- SET OF TASKS -
A: In the forum thread about Terafab, which three current Tesla suppliers did Elon say he talked to about ramping up production?
B: Extract every line of the records that contains the string "floor", treating uppercase and lowercase as different.

- SELECTED PASSAGE -
** BEGIN **

(Mar 22, 2026 05:17 AM)Yazata Wrote: [...] https://x.com/SpaceX/status/2035519125284380672 [...] Elon said that he talked to all of Tesla's current suppliers - Taiwan Semiconductor, Samsung, Micron Technology - and told them they needed to ramp up their production many times over. He reassured them that he would buy all the chips. But they were hesitant to take such a big step. So Elon decided that he needed to do it himself.

The new fab will be able to produce any kind of chip, performing all the steps from design, through masking, fabrication, lithography, packaging etc, and testing, all under one roof. Nobody else does this. He anticipates a rapid iteration cycle where concepts are tried and tested, then changes are built into the next iteration. (Elon says he has some ideas for new physics in chip design and manufacturing, that he believes should work, that his new vision should be able to make, test and improve very rapidly. Thus improving the chip state-of-the-art.)

[...] https://x.com/GregAbbott_TX/status/2035584741097767201 [...] https://terafab.ai/

Quote:"Ok. So essentially Terafab is not a plan for a 'standard' semiconductor fab, but includes mask production, test house and packaging under one roof. This alone is a very alien concept. If they only achieve this alone, not even considering reaching the crazy output numbers, they're already in unicorn territory.

All the plans on top what they actually are willing to do with the silicon are essentially Dyson Sphere Program in real life. There is no other way to put this.

In this very case, as this directly affects an industry I happen to work in: I assign a major probability to this either failing or delaying much beyond the intended timeline. Sure you can buy equipment and hire experienced people, but semiconductor manufacturing in advanced nodes is essentially the farthest humanity has ventured down the tech tree. It is so incredibly difficult and complicated that it's essentially impossible to explain to the average joe how it even works without simplifying it into oblivion. 95% I talk to can't even grasp correctly what I do for a living, and digital design is very far up the stack.

I'm saying this not because I'm rooting against Elon or xAI, Tesla or SpaceX, but just to manage expectations.

Starlink has proven with their satellite cadence and PCB in-house pipeline that these companies do understand how to build stuff reliably at scale and down to a sustainable price point.

If there is one guy and his entourage that can actually succeed at this, it's this. Nobody else.

But expect bumps along the way. This might be the single thing in tech more complicated than the literal rocket science."

** END **

- MATERIAL SHOWN -
** BEGIN **

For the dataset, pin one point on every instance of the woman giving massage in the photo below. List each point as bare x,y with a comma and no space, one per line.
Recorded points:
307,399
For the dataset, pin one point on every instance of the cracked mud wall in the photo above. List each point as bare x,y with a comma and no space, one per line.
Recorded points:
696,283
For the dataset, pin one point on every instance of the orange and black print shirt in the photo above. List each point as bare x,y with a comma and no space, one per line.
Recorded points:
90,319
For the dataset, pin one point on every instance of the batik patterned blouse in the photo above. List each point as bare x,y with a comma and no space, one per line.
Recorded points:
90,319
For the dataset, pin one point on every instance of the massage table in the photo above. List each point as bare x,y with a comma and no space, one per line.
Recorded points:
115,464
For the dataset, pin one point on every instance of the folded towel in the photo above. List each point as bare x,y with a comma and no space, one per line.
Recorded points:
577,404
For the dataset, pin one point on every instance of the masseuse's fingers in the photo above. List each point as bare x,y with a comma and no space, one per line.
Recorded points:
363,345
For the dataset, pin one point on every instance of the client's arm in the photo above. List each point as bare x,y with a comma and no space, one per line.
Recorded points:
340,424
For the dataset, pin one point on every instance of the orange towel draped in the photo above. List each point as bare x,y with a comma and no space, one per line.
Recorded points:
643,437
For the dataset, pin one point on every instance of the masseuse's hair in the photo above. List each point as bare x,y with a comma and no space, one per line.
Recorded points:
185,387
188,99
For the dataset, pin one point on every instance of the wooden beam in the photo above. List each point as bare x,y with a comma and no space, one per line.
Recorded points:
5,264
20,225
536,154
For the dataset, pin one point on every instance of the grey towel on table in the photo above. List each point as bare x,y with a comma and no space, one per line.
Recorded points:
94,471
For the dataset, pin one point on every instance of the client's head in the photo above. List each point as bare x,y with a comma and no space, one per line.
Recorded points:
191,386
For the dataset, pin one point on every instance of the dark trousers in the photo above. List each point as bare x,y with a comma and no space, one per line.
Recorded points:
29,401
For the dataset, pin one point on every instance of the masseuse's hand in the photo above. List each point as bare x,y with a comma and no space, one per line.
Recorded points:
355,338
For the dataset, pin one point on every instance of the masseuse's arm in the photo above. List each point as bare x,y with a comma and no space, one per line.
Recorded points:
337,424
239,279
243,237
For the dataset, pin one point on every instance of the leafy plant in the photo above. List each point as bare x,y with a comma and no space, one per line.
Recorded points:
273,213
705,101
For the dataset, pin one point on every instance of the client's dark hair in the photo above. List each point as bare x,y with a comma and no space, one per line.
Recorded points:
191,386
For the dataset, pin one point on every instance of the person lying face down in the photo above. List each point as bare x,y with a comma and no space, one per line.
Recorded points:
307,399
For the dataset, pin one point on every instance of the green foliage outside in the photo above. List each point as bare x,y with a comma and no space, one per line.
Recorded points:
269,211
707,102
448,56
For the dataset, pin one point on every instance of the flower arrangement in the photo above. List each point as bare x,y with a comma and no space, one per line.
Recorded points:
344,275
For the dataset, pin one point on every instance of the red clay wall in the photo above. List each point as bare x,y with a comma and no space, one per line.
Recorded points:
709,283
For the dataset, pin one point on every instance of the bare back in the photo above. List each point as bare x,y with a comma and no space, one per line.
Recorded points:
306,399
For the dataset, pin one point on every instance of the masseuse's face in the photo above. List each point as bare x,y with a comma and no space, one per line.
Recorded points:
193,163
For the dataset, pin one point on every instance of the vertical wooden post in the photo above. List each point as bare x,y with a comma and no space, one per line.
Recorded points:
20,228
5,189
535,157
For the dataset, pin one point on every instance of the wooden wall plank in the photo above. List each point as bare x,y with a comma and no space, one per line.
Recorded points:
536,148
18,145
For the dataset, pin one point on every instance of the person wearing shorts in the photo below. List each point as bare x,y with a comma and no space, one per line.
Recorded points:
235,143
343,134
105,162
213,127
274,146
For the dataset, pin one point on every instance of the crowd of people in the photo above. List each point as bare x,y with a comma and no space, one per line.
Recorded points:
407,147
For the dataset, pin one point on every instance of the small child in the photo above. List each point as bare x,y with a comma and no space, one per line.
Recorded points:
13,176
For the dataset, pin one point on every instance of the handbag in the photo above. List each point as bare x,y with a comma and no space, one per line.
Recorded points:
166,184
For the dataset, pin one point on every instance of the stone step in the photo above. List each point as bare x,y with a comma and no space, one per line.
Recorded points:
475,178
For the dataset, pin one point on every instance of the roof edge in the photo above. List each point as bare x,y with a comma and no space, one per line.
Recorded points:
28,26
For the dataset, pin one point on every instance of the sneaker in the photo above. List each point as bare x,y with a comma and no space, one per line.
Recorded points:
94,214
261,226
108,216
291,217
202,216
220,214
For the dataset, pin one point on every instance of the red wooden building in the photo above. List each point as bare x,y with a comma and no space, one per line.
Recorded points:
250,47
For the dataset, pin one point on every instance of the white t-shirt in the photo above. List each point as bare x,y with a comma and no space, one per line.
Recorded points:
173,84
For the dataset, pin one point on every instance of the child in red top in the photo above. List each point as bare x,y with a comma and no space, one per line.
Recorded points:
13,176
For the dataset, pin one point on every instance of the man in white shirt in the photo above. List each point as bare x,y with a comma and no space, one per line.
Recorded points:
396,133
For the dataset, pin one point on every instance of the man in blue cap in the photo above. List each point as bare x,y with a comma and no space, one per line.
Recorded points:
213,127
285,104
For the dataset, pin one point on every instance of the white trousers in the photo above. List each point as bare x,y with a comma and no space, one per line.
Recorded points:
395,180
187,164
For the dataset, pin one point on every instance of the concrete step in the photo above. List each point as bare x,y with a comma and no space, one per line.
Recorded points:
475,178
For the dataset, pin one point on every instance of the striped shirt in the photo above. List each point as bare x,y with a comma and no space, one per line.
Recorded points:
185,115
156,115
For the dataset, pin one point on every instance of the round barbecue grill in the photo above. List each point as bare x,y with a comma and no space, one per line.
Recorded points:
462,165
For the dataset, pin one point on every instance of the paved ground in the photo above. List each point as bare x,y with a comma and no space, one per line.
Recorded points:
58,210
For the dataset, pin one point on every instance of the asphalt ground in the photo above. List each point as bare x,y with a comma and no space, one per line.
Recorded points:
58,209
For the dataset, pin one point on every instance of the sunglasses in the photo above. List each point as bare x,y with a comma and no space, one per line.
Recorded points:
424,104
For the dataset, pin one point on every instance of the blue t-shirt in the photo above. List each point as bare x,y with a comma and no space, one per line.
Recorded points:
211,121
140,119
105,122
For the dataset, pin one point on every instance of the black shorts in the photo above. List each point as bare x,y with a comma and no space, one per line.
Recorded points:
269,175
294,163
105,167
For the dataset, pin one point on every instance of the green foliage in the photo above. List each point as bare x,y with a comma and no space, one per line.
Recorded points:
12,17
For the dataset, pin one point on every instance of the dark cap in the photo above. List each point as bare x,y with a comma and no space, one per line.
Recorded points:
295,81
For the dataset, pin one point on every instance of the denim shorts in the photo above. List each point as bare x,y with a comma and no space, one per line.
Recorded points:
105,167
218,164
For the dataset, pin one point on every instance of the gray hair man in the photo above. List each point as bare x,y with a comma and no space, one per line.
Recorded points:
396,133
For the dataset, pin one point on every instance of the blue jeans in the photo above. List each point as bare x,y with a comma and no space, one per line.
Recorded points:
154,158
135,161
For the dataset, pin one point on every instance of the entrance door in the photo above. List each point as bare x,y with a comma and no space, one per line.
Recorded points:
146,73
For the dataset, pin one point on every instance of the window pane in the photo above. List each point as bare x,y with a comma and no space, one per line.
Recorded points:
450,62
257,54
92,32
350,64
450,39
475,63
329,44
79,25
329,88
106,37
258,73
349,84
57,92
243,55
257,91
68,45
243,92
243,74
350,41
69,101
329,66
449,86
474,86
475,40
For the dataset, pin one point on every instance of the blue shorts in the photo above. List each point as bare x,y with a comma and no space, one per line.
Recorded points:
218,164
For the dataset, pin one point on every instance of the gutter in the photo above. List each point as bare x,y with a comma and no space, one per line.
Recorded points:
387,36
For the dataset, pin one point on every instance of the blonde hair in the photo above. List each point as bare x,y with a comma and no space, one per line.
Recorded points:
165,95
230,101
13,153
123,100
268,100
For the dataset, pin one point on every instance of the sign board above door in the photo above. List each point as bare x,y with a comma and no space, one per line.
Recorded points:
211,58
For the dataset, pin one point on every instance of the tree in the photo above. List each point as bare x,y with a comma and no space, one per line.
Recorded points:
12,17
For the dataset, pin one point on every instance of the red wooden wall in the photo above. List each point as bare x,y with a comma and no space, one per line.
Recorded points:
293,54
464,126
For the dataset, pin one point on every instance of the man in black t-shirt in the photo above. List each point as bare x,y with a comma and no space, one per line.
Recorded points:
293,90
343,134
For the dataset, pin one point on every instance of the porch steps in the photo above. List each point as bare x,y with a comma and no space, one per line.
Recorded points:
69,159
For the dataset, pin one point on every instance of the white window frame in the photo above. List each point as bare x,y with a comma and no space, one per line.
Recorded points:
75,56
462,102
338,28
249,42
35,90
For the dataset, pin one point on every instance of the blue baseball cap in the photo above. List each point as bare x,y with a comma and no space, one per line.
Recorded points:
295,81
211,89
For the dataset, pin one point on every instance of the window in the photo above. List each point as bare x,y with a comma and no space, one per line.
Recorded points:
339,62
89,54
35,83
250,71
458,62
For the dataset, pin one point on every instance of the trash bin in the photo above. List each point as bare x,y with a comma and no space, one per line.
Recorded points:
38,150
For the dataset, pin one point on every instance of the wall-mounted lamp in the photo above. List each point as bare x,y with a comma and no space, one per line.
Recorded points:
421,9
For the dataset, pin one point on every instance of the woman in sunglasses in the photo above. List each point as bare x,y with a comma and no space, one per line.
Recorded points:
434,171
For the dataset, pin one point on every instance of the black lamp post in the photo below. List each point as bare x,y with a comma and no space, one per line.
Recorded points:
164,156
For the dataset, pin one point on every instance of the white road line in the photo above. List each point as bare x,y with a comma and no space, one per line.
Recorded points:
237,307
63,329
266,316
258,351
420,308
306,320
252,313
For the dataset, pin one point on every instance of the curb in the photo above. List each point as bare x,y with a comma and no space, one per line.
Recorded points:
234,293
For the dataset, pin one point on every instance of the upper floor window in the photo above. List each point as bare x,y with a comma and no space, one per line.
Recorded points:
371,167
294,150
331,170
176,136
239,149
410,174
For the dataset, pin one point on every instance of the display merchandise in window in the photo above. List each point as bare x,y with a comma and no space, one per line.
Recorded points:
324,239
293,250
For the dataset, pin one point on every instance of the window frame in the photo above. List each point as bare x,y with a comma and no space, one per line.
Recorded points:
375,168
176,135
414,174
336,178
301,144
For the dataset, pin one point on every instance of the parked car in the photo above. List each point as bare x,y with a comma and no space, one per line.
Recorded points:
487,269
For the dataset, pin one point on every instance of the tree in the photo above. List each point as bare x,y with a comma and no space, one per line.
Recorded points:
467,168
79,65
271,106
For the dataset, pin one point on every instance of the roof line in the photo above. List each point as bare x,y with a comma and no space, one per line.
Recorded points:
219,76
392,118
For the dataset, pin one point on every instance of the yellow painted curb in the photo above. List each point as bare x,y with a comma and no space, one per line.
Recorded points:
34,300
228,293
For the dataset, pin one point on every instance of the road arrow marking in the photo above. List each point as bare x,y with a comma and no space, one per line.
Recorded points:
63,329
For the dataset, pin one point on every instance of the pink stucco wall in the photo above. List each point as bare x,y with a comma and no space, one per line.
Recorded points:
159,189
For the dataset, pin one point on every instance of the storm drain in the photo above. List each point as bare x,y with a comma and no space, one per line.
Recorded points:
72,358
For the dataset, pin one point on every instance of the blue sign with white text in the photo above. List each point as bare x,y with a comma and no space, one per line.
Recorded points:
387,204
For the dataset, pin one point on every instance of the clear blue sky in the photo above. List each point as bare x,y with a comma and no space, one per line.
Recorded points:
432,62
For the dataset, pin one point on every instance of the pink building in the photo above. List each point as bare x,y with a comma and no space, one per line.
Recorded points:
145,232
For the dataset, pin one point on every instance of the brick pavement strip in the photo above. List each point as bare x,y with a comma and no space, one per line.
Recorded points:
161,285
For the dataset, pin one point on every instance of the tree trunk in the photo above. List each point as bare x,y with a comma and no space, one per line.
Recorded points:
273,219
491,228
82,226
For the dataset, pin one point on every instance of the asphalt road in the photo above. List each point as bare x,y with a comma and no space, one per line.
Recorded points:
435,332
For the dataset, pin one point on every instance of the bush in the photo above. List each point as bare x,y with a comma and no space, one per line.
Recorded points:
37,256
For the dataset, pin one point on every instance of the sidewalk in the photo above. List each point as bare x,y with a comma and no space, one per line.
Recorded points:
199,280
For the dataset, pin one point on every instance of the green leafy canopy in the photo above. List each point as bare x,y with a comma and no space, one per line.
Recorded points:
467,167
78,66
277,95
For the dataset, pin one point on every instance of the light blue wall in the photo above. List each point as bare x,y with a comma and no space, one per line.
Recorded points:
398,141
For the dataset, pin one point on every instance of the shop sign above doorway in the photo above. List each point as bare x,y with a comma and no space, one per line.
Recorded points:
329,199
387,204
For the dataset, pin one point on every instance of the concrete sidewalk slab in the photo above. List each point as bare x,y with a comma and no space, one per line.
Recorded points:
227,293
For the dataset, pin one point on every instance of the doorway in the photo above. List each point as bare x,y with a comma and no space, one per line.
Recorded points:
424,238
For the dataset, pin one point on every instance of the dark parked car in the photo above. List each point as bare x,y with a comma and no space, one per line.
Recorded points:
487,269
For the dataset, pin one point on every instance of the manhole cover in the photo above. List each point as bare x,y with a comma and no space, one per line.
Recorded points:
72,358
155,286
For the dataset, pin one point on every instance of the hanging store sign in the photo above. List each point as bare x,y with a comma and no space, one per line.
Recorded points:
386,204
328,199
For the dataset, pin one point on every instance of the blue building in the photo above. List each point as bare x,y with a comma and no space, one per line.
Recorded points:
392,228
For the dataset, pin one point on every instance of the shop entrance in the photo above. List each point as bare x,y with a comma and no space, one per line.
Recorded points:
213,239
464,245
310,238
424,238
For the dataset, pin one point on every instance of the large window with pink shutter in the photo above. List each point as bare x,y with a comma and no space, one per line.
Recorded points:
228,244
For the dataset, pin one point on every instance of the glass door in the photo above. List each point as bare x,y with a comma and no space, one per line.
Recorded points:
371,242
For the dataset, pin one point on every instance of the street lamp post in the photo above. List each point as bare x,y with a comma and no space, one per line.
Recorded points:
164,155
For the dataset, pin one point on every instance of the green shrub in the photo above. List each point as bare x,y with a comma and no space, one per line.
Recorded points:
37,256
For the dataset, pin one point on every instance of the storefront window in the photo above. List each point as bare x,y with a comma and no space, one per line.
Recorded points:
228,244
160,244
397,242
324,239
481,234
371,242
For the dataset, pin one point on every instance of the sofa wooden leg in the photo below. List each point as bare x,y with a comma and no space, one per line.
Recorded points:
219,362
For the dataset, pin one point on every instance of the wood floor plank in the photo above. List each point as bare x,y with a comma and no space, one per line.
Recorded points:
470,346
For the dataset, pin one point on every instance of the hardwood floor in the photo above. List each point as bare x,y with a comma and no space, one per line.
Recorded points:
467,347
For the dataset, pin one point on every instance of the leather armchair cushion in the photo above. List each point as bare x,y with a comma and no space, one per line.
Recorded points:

** END **

- RESPONSES PER TASK -
A: Taiwan Semiconductor, Samsung, and Micron Technology.

B:
For the dataset, pin one point on every instance of the upper floor window in the photo above. List each point as bare x,y with a comma and no space, one per line.
For the dataset, pin one point on every instance of the wood floor plank in the photo above. List each point as bare x,y with a comma and no space, one per line.
For the dataset, pin one point on every instance of the hardwood floor in the photo above. List each point as bare x,y with a comma and no space, one per line.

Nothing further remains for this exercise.